**Task statement:** Gather every line of the data below that contains the word "roof", and copy each of those lines in full.

**Given records:**
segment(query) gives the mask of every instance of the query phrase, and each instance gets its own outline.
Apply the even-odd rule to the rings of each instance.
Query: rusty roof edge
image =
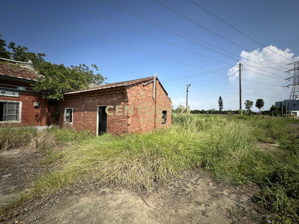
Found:
[[[86,92],[89,92],[90,91],[92,91],[95,90],[99,90],[103,89],[108,89],[110,88],[114,88],[115,87],[119,87],[121,86],[129,86],[130,85],[133,85],[134,84],[136,84],[136,83],[138,83],[139,82],[141,82],[150,79],[151,78],[153,78],[154,76],[150,76],[149,77],[146,77],[146,78],[141,78],[141,79],[133,79],[133,80],[130,80],[128,81],[125,81],[125,82],[114,82],[112,83],[110,83],[110,84],[107,84],[106,85],[103,85],[102,86],[100,86],[98,87],[94,88],[91,88],[90,89],[84,89],[79,90],[76,90],[75,91],[72,91],[71,92],[69,92],[68,93],[63,93],[64,95],[68,95],[69,94],[72,94],[73,93],[84,93]],[[134,82],[134,81],[138,81],[135,82],[133,82],[133,83],[130,83],[130,82]],[[118,84],[120,84],[120,85],[117,85]],[[114,85],[115,84],[115,85]],[[111,86],[107,86],[106,87],[105,87],[105,86],[109,85]],[[166,91],[165,91],[166,92]]]

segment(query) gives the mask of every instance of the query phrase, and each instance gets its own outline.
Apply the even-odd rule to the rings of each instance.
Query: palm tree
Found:
[[[259,108],[259,112],[260,112],[260,115],[262,114],[262,111],[261,110],[261,108],[264,106],[264,104],[265,102],[264,102],[264,100],[263,99],[258,99],[255,102],[255,107]]]

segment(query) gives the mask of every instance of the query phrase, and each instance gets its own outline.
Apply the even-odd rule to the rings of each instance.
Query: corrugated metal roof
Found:
[[[156,78],[157,79],[158,79],[158,77],[157,77],[157,76],[156,76]],[[134,80],[130,80],[129,81],[125,81],[124,82],[114,82],[113,83],[107,84],[106,85],[103,85],[100,86],[96,86],[94,87],[92,87],[89,89],[84,89],[80,90],[77,90],[75,91],[69,92],[68,93],[64,93],[64,94],[67,95],[68,94],[71,94],[72,93],[84,93],[86,92],[92,91],[94,90],[105,89],[106,89],[110,88],[114,88],[120,86],[130,85],[133,85],[134,84],[136,84],[137,83],[142,82],[144,82],[149,81],[153,78],[153,76],[150,76],[149,77],[147,77],[146,78],[144,78],[141,79],[134,79]],[[162,86],[161,84],[161,85]],[[166,93],[166,94],[168,95],[168,93],[167,93],[167,92],[166,92],[163,86],[162,86],[162,88],[163,88],[163,90],[164,90],[164,91],[165,91],[165,92]]]
[[[8,70],[7,67],[0,64],[0,75],[23,79],[36,81],[38,76],[37,75],[27,71],[15,70],[13,68]]]
[[[113,83],[109,83],[106,85],[103,85],[99,86],[92,87],[89,89],[84,89],[79,90],[77,90],[75,91],[65,93],[64,94],[66,95],[67,94],[71,94],[72,93],[83,93],[85,92],[92,91],[94,90],[104,89],[119,86],[130,85],[132,85],[145,81],[149,81],[153,78],[153,76],[151,76],[149,77],[147,77],[146,78],[144,78],[142,79],[134,79],[134,80],[130,80],[129,81],[125,81],[124,82],[114,82]]]

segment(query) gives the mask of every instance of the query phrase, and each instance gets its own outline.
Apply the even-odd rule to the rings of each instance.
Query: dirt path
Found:
[[[228,185],[209,176],[189,171],[147,196],[115,188],[67,194],[57,202],[28,206],[29,211],[9,223],[251,223],[242,212],[256,214],[250,200],[252,188]]]
[[[30,180],[42,172],[44,168],[38,163],[45,156],[28,150],[0,153],[0,202],[26,190]]]

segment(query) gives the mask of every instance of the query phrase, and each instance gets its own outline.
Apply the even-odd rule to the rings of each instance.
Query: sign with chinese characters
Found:
[[[18,92],[8,91],[4,89],[0,89],[0,96],[16,96],[18,97],[19,93]]]

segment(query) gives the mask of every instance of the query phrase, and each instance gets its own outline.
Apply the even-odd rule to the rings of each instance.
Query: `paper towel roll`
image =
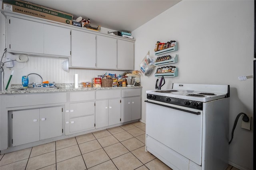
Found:
[[[78,88],[78,74],[75,74],[75,88]]]

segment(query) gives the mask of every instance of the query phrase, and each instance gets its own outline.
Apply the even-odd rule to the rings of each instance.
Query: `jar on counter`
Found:
[[[166,43],[165,43],[164,44],[164,46],[163,46],[163,49],[165,49],[166,47]]]
[[[161,73],[164,73],[165,72],[165,70],[166,69],[166,67],[163,67],[163,68],[162,70]]]
[[[162,43],[160,46],[160,50],[162,50],[163,49],[163,48],[164,47],[164,43]],[[160,46],[160,45],[159,45]]]
[[[176,68],[176,67],[175,66],[172,66],[172,71],[171,72],[174,72],[175,71],[175,69]]]
[[[169,71],[169,66],[166,66],[165,70],[164,70],[164,72],[165,73],[168,72],[168,71]]]
[[[125,81],[125,80],[124,81],[123,81],[122,82],[122,87],[126,87],[126,82]]]
[[[172,66],[170,66],[169,67],[169,69],[168,70],[168,72],[172,72]]]
[[[161,49],[161,46],[162,46],[162,43],[159,43],[159,44],[158,45],[158,48],[157,49],[158,51],[160,50],[160,49]]]
[[[172,42],[172,43],[171,43],[171,47],[174,47],[176,45],[176,41],[173,41]]]
[[[158,47],[159,46],[159,44],[160,43],[160,41],[157,41],[155,45],[155,48],[154,49],[154,51],[157,51],[158,49]]]

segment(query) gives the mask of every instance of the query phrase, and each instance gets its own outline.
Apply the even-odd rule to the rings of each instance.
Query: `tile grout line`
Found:
[[[136,127],[136,126],[135,126],[135,127]],[[120,126],[119,126],[119,127],[120,127]],[[122,127],[120,127],[122,128]],[[137,128],[138,128],[138,127],[137,127]],[[135,129],[135,128],[134,128],[134,129]],[[132,139],[132,138],[135,138],[135,139],[137,139],[138,141],[140,141],[140,140],[138,140],[138,139],[137,138],[136,138],[136,137],[134,137],[134,136],[133,136],[129,132],[127,132],[127,131],[125,129],[123,129],[125,131],[127,132],[127,133],[128,133],[129,134],[130,134],[132,136],[133,136],[133,137],[132,137],[132,138],[130,138],[130,139],[126,139],[126,140],[124,140],[124,141],[122,141],[122,142],[123,142],[123,141],[127,141],[127,140],[129,140],[129,139]],[[130,130],[132,130],[132,129],[130,129]],[[108,129],[107,129],[107,130],[108,130]],[[109,131],[108,131],[109,132]],[[134,156],[135,157],[135,158],[136,158],[136,159],[137,159],[138,160],[139,160],[139,161],[140,162],[141,162],[141,163],[142,163],[142,165],[141,166],[139,166],[137,168],[136,168],[135,169],[137,169],[137,168],[140,168],[140,167],[143,166],[143,165],[144,165],[144,164],[143,164],[143,163],[142,163],[142,162],[140,161],[140,159],[138,159],[137,157],[136,157],[136,156],[135,156],[135,155],[134,155],[132,153],[132,151],[130,151],[129,149],[128,149],[126,147],[125,147],[125,146],[124,146],[124,145],[120,141],[119,141],[117,139],[116,139],[116,137],[115,137],[114,135],[113,135],[113,134],[112,134],[111,133],[111,132],[109,132],[109,133],[110,133],[111,134],[111,135],[112,135],[112,136],[113,136],[115,138],[116,138],[116,140],[117,140],[118,141],[119,141],[119,143],[121,143],[121,144],[122,145],[123,145],[123,146],[124,146],[125,148],[126,148],[126,149],[127,149],[127,150],[129,151],[129,152],[128,152],[127,153],[126,153],[124,154],[122,154],[122,155],[119,155],[119,156],[116,156],[116,157],[113,158],[113,159],[114,159],[114,158],[117,158],[117,157],[118,157],[120,156],[122,156],[122,155],[124,155],[124,154],[127,154],[127,153],[129,153],[129,152],[130,152],[130,153],[131,153],[131,154],[132,154],[133,156]],[[120,133],[121,133],[121,132],[120,132]],[[116,134],[118,134],[118,133],[116,133]],[[140,141],[140,142],[141,142],[141,141]],[[143,144],[144,144],[144,143],[143,143]],[[114,145],[114,144],[113,144],[113,145]],[[110,145],[110,146],[111,146],[111,145]],[[136,150],[136,149],[138,149],[139,148],[141,148],[141,147],[144,147],[144,146],[145,146],[145,144],[144,144],[144,146],[142,146],[142,147],[139,147],[139,148],[137,148],[137,149],[134,149],[134,150],[132,150],[132,151],[133,151],[133,150]],[[104,149],[103,148],[103,149]],[[106,152],[106,151],[105,151],[105,152]],[[113,163],[115,165],[115,166],[116,166],[116,165],[115,164],[114,164],[114,162],[113,162],[113,160],[112,160],[112,159],[110,159],[110,160],[112,161],[112,162],[113,162]],[[149,162],[150,162],[150,161],[149,161]],[[148,163],[148,162],[147,162],[147,163]],[[145,165],[145,166],[147,168],[148,168],[148,167],[147,167],[146,166],[146,165]],[[116,167],[116,168],[117,168],[117,167]]]
[[[80,147],[79,147],[79,145],[78,145],[78,143],[77,141],[77,140],[76,140],[76,137],[75,137],[75,139],[76,139],[76,143],[77,143],[77,145],[78,147],[78,148],[79,149],[79,150],[80,150],[80,153],[81,153],[81,156],[82,156],[82,158],[83,158],[83,160],[84,160],[84,164],[85,165],[85,168],[86,168],[86,169],[87,170],[87,166],[86,166],[86,164],[85,163],[85,160],[84,160],[84,157],[83,157],[83,154],[82,154],[82,151],[81,151],[81,149],[80,149]]]
[[[55,144],[55,170],[57,170],[57,148],[56,147],[56,141],[54,142]]]
[[[109,131],[108,131],[108,129],[106,129],[106,130],[107,130],[108,132],[109,132],[109,133],[111,134],[111,135],[109,135],[109,136],[107,136],[106,137],[108,137],[108,136],[111,136],[111,135],[113,136],[113,135],[112,135],[112,133],[110,133],[110,132]],[[106,153],[106,154],[107,154],[107,155],[108,155],[108,158],[110,158],[110,160],[107,160],[106,161],[105,161],[105,162],[102,162],[102,163],[101,163],[100,164],[97,164],[97,165],[95,165],[94,166],[92,166],[92,167],[93,167],[95,166],[96,166],[97,165],[99,165],[100,164],[102,164],[102,163],[103,163],[106,162],[107,162],[107,161],[108,161],[109,160],[111,160],[111,161],[113,163],[113,164],[114,164],[114,165],[115,166],[116,166],[116,168],[118,170],[118,168],[117,168],[117,167],[116,167],[116,164],[114,163],[114,162],[113,162],[113,160],[112,160],[112,159],[111,159],[111,158],[110,158],[110,157],[109,157],[109,156],[108,155],[108,153],[106,152],[106,150],[105,150],[105,149],[104,149],[104,148],[103,148],[103,147],[102,147],[102,145],[100,144],[100,142],[99,142],[98,141],[98,139],[97,139],[97,138],[96,138],[96,137],[95,137],[95,136],[94,135],[94,134],[93,133],[92,133],[92,135],[93,135],[93,136],[94,136],[94,137],[95,138],[95,139],[96,139],[96,140],[97,140],[97,141],[98,141],[98,142],[99,143],[99,144],[100,144],[100,146],[101,146],[101,147],[102,148],[102,149],[103,149],[103,150],[104,150],[104,152],[105,152],[105,153]],[[114,137],[114,136],[113,136]],[[102,138],[103,138],[103,137],[102,137]],[[101,138],[99,138],[99,139],[101,139]],[[113,144],[113,145],[114,145],[114,144]],[[109,145],[109,146],[111,146],[111,145]],[[92,167],[90,167],[90,168],[92,168]]]
[[[28,166],[28,160],[29,160],[29,158],[30,157],[30,155],[31,155],[31,152],[32,152],[32,149],[33,149],[33,147],[31,148],[31,150],[30,150],[30,153],[29,154],[29,156],[28,156],[28,161],[27,162],[27,164],[26,165],[26,167],[25,167],[25,169],[26,170],[27,168],[27,166]]]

**Output for this exercise:**
Query: rusty roof edge
Query: corrugated metal roof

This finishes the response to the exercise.